▶ _What this task involves_
Write out the data again in full, exactly as it reads.

— START OF Data rows —

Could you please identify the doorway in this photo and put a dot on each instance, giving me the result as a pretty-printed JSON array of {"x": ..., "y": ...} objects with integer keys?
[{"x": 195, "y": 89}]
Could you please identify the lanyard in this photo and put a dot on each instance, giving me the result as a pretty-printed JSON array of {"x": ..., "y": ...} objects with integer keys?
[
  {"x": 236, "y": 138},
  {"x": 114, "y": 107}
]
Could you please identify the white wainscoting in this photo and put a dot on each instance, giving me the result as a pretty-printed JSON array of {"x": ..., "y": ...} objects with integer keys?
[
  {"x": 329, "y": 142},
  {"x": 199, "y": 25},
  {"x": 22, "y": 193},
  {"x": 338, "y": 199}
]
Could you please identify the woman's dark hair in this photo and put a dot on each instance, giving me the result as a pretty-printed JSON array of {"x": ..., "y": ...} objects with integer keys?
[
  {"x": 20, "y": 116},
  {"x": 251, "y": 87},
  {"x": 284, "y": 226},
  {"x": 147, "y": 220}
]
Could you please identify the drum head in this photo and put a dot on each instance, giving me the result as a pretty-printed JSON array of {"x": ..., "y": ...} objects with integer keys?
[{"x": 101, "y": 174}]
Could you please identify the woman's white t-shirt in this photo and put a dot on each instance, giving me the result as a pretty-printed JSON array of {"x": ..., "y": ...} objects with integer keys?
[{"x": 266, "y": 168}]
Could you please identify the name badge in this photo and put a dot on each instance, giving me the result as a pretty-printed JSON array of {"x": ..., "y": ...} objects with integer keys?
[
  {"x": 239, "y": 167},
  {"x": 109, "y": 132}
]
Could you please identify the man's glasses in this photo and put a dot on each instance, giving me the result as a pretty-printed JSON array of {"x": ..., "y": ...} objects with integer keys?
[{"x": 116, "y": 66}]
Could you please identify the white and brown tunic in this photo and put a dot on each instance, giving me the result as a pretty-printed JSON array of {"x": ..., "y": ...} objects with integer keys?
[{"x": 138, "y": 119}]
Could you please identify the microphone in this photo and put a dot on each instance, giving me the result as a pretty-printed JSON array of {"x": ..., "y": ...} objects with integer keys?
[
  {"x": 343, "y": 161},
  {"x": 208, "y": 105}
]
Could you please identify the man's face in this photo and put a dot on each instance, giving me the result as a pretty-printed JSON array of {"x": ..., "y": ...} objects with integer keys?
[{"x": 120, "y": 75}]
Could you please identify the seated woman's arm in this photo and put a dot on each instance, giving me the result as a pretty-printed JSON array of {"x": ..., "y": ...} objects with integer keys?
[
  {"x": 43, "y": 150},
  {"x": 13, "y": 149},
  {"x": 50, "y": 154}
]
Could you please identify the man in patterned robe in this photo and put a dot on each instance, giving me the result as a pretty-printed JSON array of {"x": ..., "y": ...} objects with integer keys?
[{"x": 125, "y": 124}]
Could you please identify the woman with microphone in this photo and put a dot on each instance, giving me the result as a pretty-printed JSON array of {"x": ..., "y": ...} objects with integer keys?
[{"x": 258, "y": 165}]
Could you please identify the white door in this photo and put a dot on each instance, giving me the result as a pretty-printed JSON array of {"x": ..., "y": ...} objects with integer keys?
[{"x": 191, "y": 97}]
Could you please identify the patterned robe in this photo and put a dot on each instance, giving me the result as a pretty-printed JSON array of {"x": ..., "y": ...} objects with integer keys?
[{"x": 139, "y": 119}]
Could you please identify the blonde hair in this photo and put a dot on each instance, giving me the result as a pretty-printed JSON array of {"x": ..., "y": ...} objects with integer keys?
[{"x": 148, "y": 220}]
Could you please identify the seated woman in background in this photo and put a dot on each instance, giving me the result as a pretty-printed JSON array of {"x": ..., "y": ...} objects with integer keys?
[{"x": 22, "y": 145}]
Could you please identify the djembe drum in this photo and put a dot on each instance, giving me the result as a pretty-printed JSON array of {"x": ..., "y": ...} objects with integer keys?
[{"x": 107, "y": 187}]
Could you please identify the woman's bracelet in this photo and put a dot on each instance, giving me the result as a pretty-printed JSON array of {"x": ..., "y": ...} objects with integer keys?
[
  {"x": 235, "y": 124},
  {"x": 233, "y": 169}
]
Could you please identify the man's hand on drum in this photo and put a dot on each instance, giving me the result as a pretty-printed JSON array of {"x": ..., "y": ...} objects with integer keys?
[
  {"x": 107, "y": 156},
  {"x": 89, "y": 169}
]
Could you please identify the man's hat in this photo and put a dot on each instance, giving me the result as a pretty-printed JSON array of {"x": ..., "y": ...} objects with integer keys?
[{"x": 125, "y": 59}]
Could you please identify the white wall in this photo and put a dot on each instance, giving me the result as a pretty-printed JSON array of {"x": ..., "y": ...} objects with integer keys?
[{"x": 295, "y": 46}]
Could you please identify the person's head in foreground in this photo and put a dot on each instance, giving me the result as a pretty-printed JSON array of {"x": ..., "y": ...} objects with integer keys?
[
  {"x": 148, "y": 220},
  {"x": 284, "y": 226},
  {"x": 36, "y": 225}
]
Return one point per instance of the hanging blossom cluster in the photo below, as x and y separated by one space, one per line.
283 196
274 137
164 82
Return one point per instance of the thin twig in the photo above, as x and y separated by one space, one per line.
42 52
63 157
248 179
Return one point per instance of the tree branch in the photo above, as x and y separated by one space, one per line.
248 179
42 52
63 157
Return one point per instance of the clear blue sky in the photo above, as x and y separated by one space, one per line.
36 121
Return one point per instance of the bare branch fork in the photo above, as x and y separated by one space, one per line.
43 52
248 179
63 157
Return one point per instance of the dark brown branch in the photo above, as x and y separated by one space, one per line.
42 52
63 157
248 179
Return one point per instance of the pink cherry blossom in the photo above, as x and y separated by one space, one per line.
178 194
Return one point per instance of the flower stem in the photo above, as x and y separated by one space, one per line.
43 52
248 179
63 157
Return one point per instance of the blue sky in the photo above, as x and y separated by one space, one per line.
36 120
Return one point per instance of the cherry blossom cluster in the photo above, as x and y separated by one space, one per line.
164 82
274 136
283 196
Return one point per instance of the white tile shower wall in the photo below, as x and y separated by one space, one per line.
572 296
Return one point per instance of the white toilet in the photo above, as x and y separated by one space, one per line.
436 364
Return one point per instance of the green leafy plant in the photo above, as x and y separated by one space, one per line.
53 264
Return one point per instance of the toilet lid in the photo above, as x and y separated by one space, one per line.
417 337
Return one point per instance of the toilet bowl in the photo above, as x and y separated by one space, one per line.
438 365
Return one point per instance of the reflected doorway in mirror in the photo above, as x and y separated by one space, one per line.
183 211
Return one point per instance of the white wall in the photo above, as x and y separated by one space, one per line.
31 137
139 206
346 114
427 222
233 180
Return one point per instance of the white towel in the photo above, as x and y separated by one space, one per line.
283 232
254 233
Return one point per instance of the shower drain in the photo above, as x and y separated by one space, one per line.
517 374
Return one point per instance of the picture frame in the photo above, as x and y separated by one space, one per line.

— END OF Data rows —

▶ _Answer to this exercise_
Could you please identify the doorway in this photo and put a dot on each instance, giving me the result as a pretty-printed JSON array of {"x": ..., "y": ...} objects with integer keys?
[{"x": 195, "y": 89}]
Could you please identify the lanyard in this photo and put a dot on each instance, giving me the result as a pretty-printed JSON array of {"x": ..., "y": ...} objects with integer keys?
[
  {"x": 236, "y": 138},
  {"x": 114, "y": 107}
]
Could you please identify the white wainscoting in this photo and put a dot on each instance, giving me the result as a pretty-printed JSON array of {"x": ..., "y": ...} objects with integer keys?
[
  {"x": 329, "y": 142},
  {"x": 199, "y": 25},
  {"x": 22, "y": 193},
  {"x": 338, "y": 199}
]
Could you please identify the woman's dark hair in this photo and put a dot on each instance, giving me the result as a pretty-printed JSON array of {"x": ..., "y": ...} objects with integer keys?
[
  {"x": 20, "y": 116},
  {"x": 251, "y": 87},
  {"x": 284, "y": 226},
  {"x": 147, "y": 220}
]
Could you please identify the drum head in this photo and put a dot on each instance, giving me the result as a pretty-printed JSON array of {"x": ..., "y": ...} objects with integer keys?
[{"x": 101, "y": 174}]
Could you please identify the woman's white t-shirt in this photo and put a dot on each instance, giving me the result as a pretty-printed JSON array of {"x": ..., "y": ...} objects with integer keys?
[{"x": 266, "y": 168}]
Could you please identify the name badge in this photo and put a dot on each instance, giving me the result as a pretty-printed JSON array of {"x": ..., "y": ...} objects with integer keys?
[
  {"x": 239, "y": 167},
  {"x": 109, "y": 132}
]
Could you please identify the man's glasses in this photo and put a dot on each instance, giving me the result as a pretty-printed JSON array of {"x": ..., "y": ...} objects with integer keys?
[{"x": 116, "y": 66}]
Could you please identify the white and brown tunic in this photo and put a dot on each instance, giving me the result as a pretty-printed JSON array of {"x": ..., "y": ...} objects with integer keys?
[{"x": 138, "y": 119}]
Could you please identify the microphone in this photo and put a dot on each instance, giving me the result as a pretty-printed JSON array of {"x": ..., "y": ...} objects with integer keys?
[
  {"x": 343, "y": 161},
  {"x": 208, "y": 105}
]
Could you please identify the man's face in this photo and put a dot on each instance, giving me the result as a pretty-printed JSON array of {"x": ..., "y": ...} objects with integer keys?
[{"x": 120, "y": 75}]
Could you please identify the seated woman's arm in this photo and put a dot on each instance, giving me the result as a pretty-printed JSON array of {"x": ..., "y": ...} objects with integer keys?
[
  {"x": 43, "y": 150},
  {"x": 13, "y": 149},
  {"x": 50, "y": 154}
]
Could you please identify the man in patterned robe in this photo and put a dot on each instance, giving me the result as a pretty-printed JSON array of {"x": ..., "y": ...} objects with integer keys?
[{"x": 125, "y": 124}]
Could you please identify the woman with microphone in this photo and put a dot on each instance, giving me the result as a pretty-printed JSON array of {"x": ..., "y": ...} objects with integer keys?
[{"x": 258, "y": 165}]
Could you please identify the white door in this photo and put a dot on each instance, giving me the result as a pretty-printed JSON array of {"x": ..., "y": ...} objects with integer keys?
[{"x": 191, "y": 97}]
Could you please identify the patterned robe in this photo and put a dot on each instance, giving me the result as a pretty-printed JSON array of {"x": ..., "y": ...} objects with integer keys?
[{"x": 139, "y": 119}]
Could you please identify the blonde hair in this photo and put a dot on each instance, giving me the result as a pretty-printed JSON array of {"x": ..., "y": ...} objects with integer keys?
[{"x": 148, "y": 220}]
Could you please identify the seated woman in background in this photo and put a dot on each instance, giving me the result as a pretty-printed JSON array of {"x": ..., "y": ...} objects with integer keys?
[{"x": 22, "y": 145}]
Could you please identify the djembe drum in this photo and put a dot on each instance, giving me the result as a pretty-printed JSON array of {"x": ..., "y": ...} objects with integer keys?
[{"x": 107, "y": 187}]
Could you please identify the woman's bracelet in this photo and put a dot on each instance, giving me the result as a pretty-printed JSON array of {"x": ..., "y": ...} objects with integer keys?
[
  {"x": 235, "y": 124},
  {"x": 233, "y": 169}
]
Could you please identify the man's hand on drum in this photo and put a dot on each instance, giving me the result as a pretty-printed JSON array of {"x": ..., "y": ...} objects with integer keys?
[
  {"x": 107, "y": 156},
  {"x": 89, "y": 169}
]
Could you please identify the man's hat in this photo and put a dot on each instance, giving me the result as a pretty-printed JSON array of {"x": ..., "y": ...} objects with integer keys?
[{"x": 125, "y": 59}]
Could you please identify the white wall in this photo and put a dot on each instance, giving me the result as a pretty-printed JSON array of {"x": ..., "y": ...} objects with integer keys?
[{"x": 295, "y": 46}]
Could you please identify the person's head in foreground in this photo and put a dot on each instance, giving me the result as a pretty-printed JSON array of {"x": ..., "y": ...} objects with integer keys?
[
  {"x": 148, "y": 220},
  {"x": 284, "y": 226},
  {"x": 36, "y": 225}
]
Return one point per instance of the hanging blossom cluster in the photo below, as x and y separated by one space, one per line.
283 196
274 137
164 82
Return one point per instance of the thin twig in the photo above, as x and y separated by one space, one per line.
42 52
63 157
248 179
Return one point per instance of the tree branch in the photo above, as x and y separated by one space, one per line.
248 179
42 52
63 157
Return one point per instance of the clear blue sky in the photo above, as x and y separated by one space, one per line.
36 121
Return one point per instance of the bare branch fork in the photo above, as x and y separated by one space, one per line.
43 52
248 179
63 157
Return one point per instance of the dark brown branch in the photo above, as x and y separated by one space, one per line.
42 52
63 157
248 179
Return one point per instance of the pink cherry blossom in the photo above, as x and y separated by one space, one per line.
178 194
Return one point per instance of the flower stem in the photo above, as x and y separated by one space, one per line.
43 52
248 179
63 157
Return one point per instance of the blue sky in the photo above, as x and y separated by one space, one per line.
36 120
Return one point per instance of the cherry blossom cluster in the photo above, as x and y separated by one space, one per line.
164 82
274 136
283 196
Return one point per instance of the white tile shower wall in the photo below, as x and y separated by one space, one per line.
572 296
Return one point per instance of the white toilet in the photo above, as x and y separated by one space, one per line.
436 364
Return one point per instance of the green leafy plant in the photo above, as x and y separated by one space, one per line.
53 264
Return one point per instance of the toilet lid in the photo above, as x and y separated by one space, one per line.
417 337
Return one point per instance of the toilet bowl in the photo above, as x and y separated by one space, one per line.
438 365
Return one point per instance of the reflected doorway in mirror in the photo above, as x and y separated by one space, one per line.
183 211
Return one point per instance of the white wall in the photo above, as x and y separated by one space, one per line.
31 137
139 206
346 114
427 222
233 180
Return one point per instance of the white towel in the photo above, as x and y separated by one space, one per line.
283 232
254 233
Return one point per instance of the shower drain in the photo above, as x and y separated by one space, one per line.
517 374
Return one point per instance of the picture frame in the photo above, as x and y separated by one space, one per line.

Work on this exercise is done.